Source extract:
William D. Adams, Chairman, National Endowment for the Humanities
(As prepared for delivery)
Presidents Padrón, Vicente, and Roig-Watnik, members of the Miami-Dade faculty and staff, proud parents and family members, and above all others today, members of the class of 2015, thank you for the invitation to share brief words on this important occasion. I am honored and grateful to be here.
I’ll begin with the most obvious and important words of all: warm congratulations to the graduates. Your Commencement matters. It represents hard work, sacrifice, and accomplishment. This day is about you and all that you’ve done here. Enjoy it and be proud.
I also want to congratulate family members—parents and grandparents, husbands, wives and children, aunts and uncles, brothers and sisters—for you, too, are part of the success we celebrate today. Thank you for your support of these students. They could not have succeeded without you.
This moment is also important and gratifying to members of the Miami Dade faculty and staff. You’ve had the pleasure of watching these students learn and grow and now succeed, and you’ve contributed much to that success. Thank you and congratulations.

Location annotation dataset excerpts
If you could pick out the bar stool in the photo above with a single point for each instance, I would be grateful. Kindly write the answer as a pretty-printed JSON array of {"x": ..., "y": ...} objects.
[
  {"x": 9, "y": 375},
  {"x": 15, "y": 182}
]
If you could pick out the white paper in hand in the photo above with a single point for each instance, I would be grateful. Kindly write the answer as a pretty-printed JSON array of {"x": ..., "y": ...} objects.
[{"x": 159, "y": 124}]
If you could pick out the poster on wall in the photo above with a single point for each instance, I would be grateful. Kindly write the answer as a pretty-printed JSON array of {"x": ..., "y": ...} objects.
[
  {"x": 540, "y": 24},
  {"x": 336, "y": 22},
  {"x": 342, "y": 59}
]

Set tasks:
1 - Using the commencement address, answer each question:
(a) What position does William D. Adams hold?
(b) Which graduating class does the speaker address?
(c) What three things does the speaker say the Commencement represents?
2 - Return everything in the commencement address from "I also want" down to "you and congratulations.".
3 - Resume the commencement address to the Miami Dade graduates, picking up after its final sentence.

Written responses:
1 -
(a) Chairman, National Endowment for the Humanities
(b) The class of 2015
(c) Hard work, sacrifice, and accomplishment

2 -
I also want to congratulate family members—parents and grandparents, husbands, wives and children, aunts and uncles, brothers and sisters—for you, too, are part of the success we celebrate today. Thank you for your support of these students. They could not have succeeded without you.
This moment is also important and gratifying to members of the Miami Dade faculty and staff. You’ve had the pleasure of watching these students learn and grow and now succeed, and you’ve contributed much to that success. Thank you and congratulations.

3 -
Finally, we acknowledge the fact that this is an important moment of transition—of moving out and beyond this time and place to the interesting futures that you will have as graduates. Wherever you’re headed, this is a moment of excitement and anticipation. Inevitably, it’s also one of uncertainty and perhaps some uneasiness, as well.
It’s alright to feel a bit uneasy—it’s part of life and life’s big transitions. But after today, you will have a new source of confidence—the permanent touchstone of your success here at Miami Dade and the degree that symbolizes that success. Whenever you feel uneasy about transitions and next steps, I urge you to return to the knowledge and sensation of accomplishment that you have today. Doing so will serve you well in the many transitions yet to come.
Of course, some forms of uncertainty are beyond our individual control. Consider the world around us.
For starters, the U.S. economy still struggles to recover fully from the depths of the recent recession. All of the economic indices remind us that we have a long way to go before we regain completely our economic footing. And we acknowledge that this presents challenges to all of the students graduating around the country in this season.
Our political system doesn’t seem to be helping much. Particularly at the national level, our politics remain caught in gridlock, and even the routine responsibilities of government seem nearly impossible to carry out. As I’ll say a bit later, I hope you will be part of the solution to this problem.
It’s not any more comforting when we look outside our borders at what’s happening around the world. There, too, we see economic distress and political dysfunction.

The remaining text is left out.